• _The exercise_
Please read the book spotlight below and say in what year Ready Player One is set.

• _Excerpt to read_
-------

Product Spotlight: Ready Player One (Authored by Ernest Cline)
While video games are my chosen hobby there are times when I somehow (between being a dad, a gamer, full time employee, and a writer for the site) find a way to sit down with a good book. Unlike video games reading is one of the greatest escapes and the graphics are powered by imagination where the budget is limitless and the possibilities boundless. Recently I got a chance to read Ready Player One by Ernest Cline and I was pleasantly surprised. Usually I read nothing outside of fantasy or a good Star Wars book (which is fantasy in space), but I received Ready Player One as a gift and am pleased to say the book is a genre busting success that delves deeply into nostalgia while also being witty and original.
The book is set in the year 2044 and the world is in bad shape. Overpopulation, war, poverty and human laziness (all rampant in our society now) has made our planet a grim place to live. Wade Watts, our protagonist, escapes his fate like most of the world by being jacked into the OASIS: a digital world where just about anything goes. Within the OASIS children go to school, parents work, and the worlds are based on everything from Bladerunner to Harry Potter. A sprawling utopia where you can fight, fall in love, or kill time; It’s the ultimate escape and the ultimate video game.

-------

• _Rows_
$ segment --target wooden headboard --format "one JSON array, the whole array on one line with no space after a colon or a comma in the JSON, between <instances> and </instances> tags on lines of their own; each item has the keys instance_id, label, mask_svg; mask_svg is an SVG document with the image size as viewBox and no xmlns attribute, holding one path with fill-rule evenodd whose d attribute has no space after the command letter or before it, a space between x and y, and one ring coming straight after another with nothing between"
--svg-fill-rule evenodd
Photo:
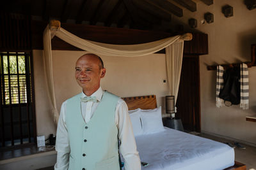
<instances>
[{"instance_id":1,"label":"wooden headboard","mask_svg":"<svg viewBox=\"0 0 256 170\"><path fill-rule=\"evenodd\" d=\"M156 95L122 97L128 106L128 110L150 110L157 108Z\"/></svg>"}]
</instances>

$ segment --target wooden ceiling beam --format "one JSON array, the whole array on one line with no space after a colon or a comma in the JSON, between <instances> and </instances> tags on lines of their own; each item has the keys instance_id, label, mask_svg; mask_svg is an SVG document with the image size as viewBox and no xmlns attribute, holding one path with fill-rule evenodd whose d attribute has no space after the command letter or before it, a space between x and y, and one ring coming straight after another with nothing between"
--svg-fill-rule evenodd
<instances>
[{"instance_id":1,"label":"wooden ceiling beam","mask_svg":"<svg viewBox=\"0 0 256 170\"><path fill-rule=\"evenodd\" d=\"M173 4L167 0L144 0L148 4L155 6L156 8L166 12L174 14L175 15L181 17L183 17L183 10L180 8Z\"/></svg>"},{"instance_id":2,"label":"wooden ceiling beam","mask_svg":"<svg viewBox=\"0 0 256 170\"><path fill-rule=\"evenodd\" d=\"M213 0L200 0L200 1L208 6L213 4Z\"/></svg>"},{"instance_id":3,"label":"wooden ceiling beam","mask_svg":"<svg viewBox=\"0 0 256 170\"><path fill-rule=\"evenodd\" d=\"M60 18L61 22L67 22L67 20L68 18L68 17L70 14L70 8L72 5L72 3L71 0L65 1Z\"/></svg>"},{"instance_id":4,"label":"wooden ceiling beam","mask_svg":"<svg viewBox=\"0 0 256 170\"><path fill-rule=\"evenodd\" d=\"M98 5L94 15L91 19L92 25L95 25L97 22L104 22L108 15L111 12L115 5L118 3L118 0L105 0L101 1ZM117 10L117 9L116 9Z\"/></svg>"},{"instance_id":5,"label":"wooden ceiling beam","mask_svg":"<svg viewBox=\"0 0 256 170\"><path fill-rule=\"evenodd\" d=\"M108 0L100 0L96 9L93 11L93 14L90 20L90 25L95 25L96 23L99 21L99 18L102 13L102 10L104 10L103 6L108 4Z\"/></svg>"},{"instance_id":6,"label":"wooden ceiling beam","mask_svg":"<svg viewBox=\"0 0 256 170\"><path fill-rule=\"evenodd\" d=\"M44 0L43 13L42 14L42 18L44 21L48 22L50 18L50 0Z\"/></svg>"},{"instance_id":7,"label":"wooden ceiling beam","mask_svg":"<svg viewBox=\"0 0 256 170\"><path fill-rule=\"evenodd\" d=\"M106 19L105 26L109 27L113 23L117 23L126 12L127 9L123 1L118 1Z\"/></svg>"},{"instance_id":8,"label":"wooden ceiling beam","mask_svg":"<svg viewBox=\"0 0 256 170\"><path fill-rule=\"evenodd\" d=\"M152 5L151 3L148 4L147 2L143 0L132 0L132 3L141 10L147 11L153 15L160 17L162 20L166 21L172 20L172 14L165 10L161 10L159 8L156 8L155 5Z\"/></svg>"},{"instance_id":9,"label":"wooden ceiling beam","mask_svg":"<svg viewBox=\"0 0 256 170\"><path fill-rule=\"evenodd\" d=\"M84 19L83 13L84 13L85 8L88 5L88 1L83 0L81 5L80 6L80 10L78 11L77 15L76 18L76 24L81 24Z\"/></svg>"},{"instance_id":10,"label":"wooden ceiling beam","mask_svg":"<svg viewBox=\"0 0 256 170\"><path fill-rule=\"evenodd\" d=\"M167 0L170 1L170 0ZM185 7L189 11L194 12L196 11L196 3L191 0L173 0L179 4L180 5Z\"/></svg>"},{"instance_id":11,"label":"wooden ceiling beam","mask_svg":"<svg viewBox=\"0 0 256 170\"><path fill-rule=\"evenodd\" d=\"M149 23L141 20L138 14L138 10L132 3L132 0L122 0L125 5L125 7L131 16L133 22L136 23L138 25L141 25L143 27L147 27L149 26Z\"/></svg>"},{"instance_id":12,"label":"wooden ceiling beam","mask_svg":"<svg viewBox=\"0 0 256 170\"><path fill-rule=\"evenodd\" d=\"M100 0L86 0L86 2L84 1L85 0L83 3L84 5L81 6L76 17L76 24L81 24L83 20L90 21L93 15L93 11L96 10Z\"/></svg>"},{"instance_id":13,"label":"wooden ceiling beam","mask_svg":"<svg viewBox=\"0 0 256 170\"><path fill-rule=\"evenodd\" d=\"M131 22L131 20L132 19L129 11L126 11L124 16L116 22L116 26L119 28L123 28L126 24L129 25L129 24Z\"/></svg>"}]
</instances>

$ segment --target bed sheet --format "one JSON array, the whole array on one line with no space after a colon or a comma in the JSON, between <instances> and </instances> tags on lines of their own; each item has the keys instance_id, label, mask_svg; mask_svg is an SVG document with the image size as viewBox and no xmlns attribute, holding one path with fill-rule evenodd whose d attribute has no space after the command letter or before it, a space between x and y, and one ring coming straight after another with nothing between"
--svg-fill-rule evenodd
<instances>
[{"instance_id":1,"label":"bed sheet","mask_svg":"<svg viewBox=\"0 0 256 170\"><path fill-rule=\"evenodd\" d=\"M136 137L145 170L224 169L234 164L234 150L211 139L165 127Z\"/></svg>"}]
</instances>

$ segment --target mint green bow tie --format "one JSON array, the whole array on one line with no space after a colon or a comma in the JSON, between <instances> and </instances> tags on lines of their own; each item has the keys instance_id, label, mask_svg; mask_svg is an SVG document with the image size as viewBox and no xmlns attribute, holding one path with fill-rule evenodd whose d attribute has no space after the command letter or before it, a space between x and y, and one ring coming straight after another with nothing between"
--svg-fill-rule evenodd
<instances>
[{"instance_id":1,"label":"mint green bow tie","mask_svg":"<svg viewBox=\"0 0 256 170\"><path fill-rule=\"evenodd\" d=\"M97 99L96 97L81 97L81 102L88 102L88 101L93 101L93 102L97 102Z\"/></svg>"}]
</instances>

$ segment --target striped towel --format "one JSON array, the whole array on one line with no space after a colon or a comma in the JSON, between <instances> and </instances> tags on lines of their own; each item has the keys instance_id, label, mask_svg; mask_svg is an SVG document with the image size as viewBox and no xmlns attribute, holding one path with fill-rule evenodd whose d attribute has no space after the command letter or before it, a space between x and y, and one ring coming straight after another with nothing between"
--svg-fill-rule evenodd
<instances>
[{"instance_id":1,"label":"striped towel","mask_svg":"<svg viewBox=\"0 0 256 170\"><path fill-rule=\"evenodd\" d=\"M216 85L216 106L217 108L221 107L224 105L223 99L219 97L220 90L223 88L224 68L221 66L217 66L217 85Z\"/></svg>"},{"instance_id":2,"label":"striped towel","mask_svg":"<svg viewBox=\"0 0 256 170\"><path fill-rule=\"evenodd\" d=\"M249 109L249 73L247 64L241 64L240 108Z\"/></svg>"}]
</instances>

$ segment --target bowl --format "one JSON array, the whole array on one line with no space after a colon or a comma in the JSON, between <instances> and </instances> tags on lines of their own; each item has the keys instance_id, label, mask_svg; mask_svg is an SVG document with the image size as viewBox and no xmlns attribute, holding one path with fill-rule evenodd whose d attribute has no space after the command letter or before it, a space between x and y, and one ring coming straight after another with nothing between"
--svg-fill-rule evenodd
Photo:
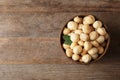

-------

• _Correct answer_
2044